==== Entries shown
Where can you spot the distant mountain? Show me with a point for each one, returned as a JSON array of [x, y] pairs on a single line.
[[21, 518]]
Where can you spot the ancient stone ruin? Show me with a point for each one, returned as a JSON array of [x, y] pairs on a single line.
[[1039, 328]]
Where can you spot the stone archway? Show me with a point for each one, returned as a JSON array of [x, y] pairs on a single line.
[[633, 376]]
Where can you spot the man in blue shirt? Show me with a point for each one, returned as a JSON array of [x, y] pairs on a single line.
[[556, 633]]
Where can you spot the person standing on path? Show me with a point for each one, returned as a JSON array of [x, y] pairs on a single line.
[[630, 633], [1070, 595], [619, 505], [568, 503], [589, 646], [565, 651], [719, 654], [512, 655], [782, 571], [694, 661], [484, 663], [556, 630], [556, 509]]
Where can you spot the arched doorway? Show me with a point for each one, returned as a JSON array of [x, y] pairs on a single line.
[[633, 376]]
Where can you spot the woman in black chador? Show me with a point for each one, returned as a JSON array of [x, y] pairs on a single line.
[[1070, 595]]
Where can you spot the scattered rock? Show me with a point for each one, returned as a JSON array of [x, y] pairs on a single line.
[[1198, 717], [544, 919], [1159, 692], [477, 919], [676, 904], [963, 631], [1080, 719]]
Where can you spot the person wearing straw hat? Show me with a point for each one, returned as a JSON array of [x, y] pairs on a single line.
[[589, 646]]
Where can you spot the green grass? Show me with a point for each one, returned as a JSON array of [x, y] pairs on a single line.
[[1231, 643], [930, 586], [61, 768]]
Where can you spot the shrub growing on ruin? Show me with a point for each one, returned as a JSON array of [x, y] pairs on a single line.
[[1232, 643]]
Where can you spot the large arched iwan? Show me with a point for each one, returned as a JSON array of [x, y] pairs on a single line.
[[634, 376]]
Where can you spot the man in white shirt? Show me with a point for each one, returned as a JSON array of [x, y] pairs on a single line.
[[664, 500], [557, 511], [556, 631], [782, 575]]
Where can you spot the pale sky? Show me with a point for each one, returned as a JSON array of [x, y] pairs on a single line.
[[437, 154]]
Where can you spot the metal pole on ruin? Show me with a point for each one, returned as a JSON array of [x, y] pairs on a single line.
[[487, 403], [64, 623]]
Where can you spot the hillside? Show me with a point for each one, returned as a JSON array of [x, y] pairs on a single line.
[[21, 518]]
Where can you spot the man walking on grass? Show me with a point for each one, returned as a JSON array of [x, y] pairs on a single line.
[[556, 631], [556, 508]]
========
Restate the records from above exactly as they read.

Where can you spot the distant mountain? Show me with a point for each one, returned as a JSON array of [x, y] pairs on a single line.
[[21, 518]]
Where can you spot the ancient stone ruin? Show me with a point for each one, returned as a JSON array of [x, y] pairs on a single line.
[[1039, 328]]
Where can you spot the stone archway? Show me with a point for each one, returned as a JSON array of [x, y] pairs on a single line.
[[633, 376]]
Where can you spot the man in blue shirt? Show me with a point for each one, returned as a JSON array of [x, y] pairs on a single line.
[[556, 633]]
Where can you spot the person standing on path? Show me with a point for each one, returned as a JSON array of [x, y] pairs on a single line.
[[630, 633], [1070, 595], [619, 505], [568, 503], [589, 646], [565, 651], [719, 654], [512, 655], [782, 571], [694, 661], [484, 663], [556, 630], [556, 509]]
Where can you spot the arched doorway? Show me with a point for each one, returned as a JSON array of [x, y] pairs on a single line.
[[633, 376]]
Where can you spot the woman in black chador? Show me with a point for each one, returned as a JSON array of [x, y] pairs on a single line.
[[1070, 595]]
Where can you spot the scattered rock? Show me with a point for each one, returned as a JSON array of [x, y] pairs on a single line.
[[1198, 717], [544, 919], [1159, 692], [477, 919], [676, 904], [963, 631], [1080, 719]]
Where can you spot the person wearing straw hat? Show me with a point for each one, returned as a JSON array of [x, y] pairs on a single line.
[[589, 646]]
Where can you spot the green grass? Show me with a point for each one, returned as a JSON array of [x, y] pairs on a single line.
[[1231, 643], [930, 586], [61, 768]]
Where can you spot the shrub growing on ruin? Show me with a point for each one, returned as a JSON array of [x, y] pairs on a single line.
[[1232, 643]]
Where can you spot the large arched iwan? Show me with a point for each one, returned as a JSON array of [x, y] pairs on a single line.
[[634, 376]]
Where can you spot the man in white shirt? Show me with a point for each one, returned as a JSON array of [x, y] pairs on a single line.
[[664, 500], [557, 511], [556, 631], [782, 575]]
Where can you spot the pale sky? Show me with a point for each one, returned as a JSON array of [x, y] pairs on a single line.
[[437, 154]]
Where can you spot the metal pole on ruin? Show me with a point for each one, returned as a JSON array of [x, y] pairs on a single line.
[[487, 403], [64, 623]]
Where can you spot the hillside? Show me with a point for each one, returned as a JSON array of [x, y] pairs on a single line.
[[21, 518]]
Where can you spot the man walking on grass? Show me with a point for each one, returned as a JSON array of [x, y] pairs on a single line.
[[556, 631], [556, 508]]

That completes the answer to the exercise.